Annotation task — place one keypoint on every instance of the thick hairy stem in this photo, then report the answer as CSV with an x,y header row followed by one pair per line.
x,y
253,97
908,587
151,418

== TO DO ==
When you answer, repeat each entry exactly as it appears above.

== SOLVED PROBLEM ==
Annotation task — place one keypoint on every instance of the thick hairy stem in this photo, then report the answer as CSV with an x,y header row followed by one pair per line.
x,y
253,97
908,587
151,418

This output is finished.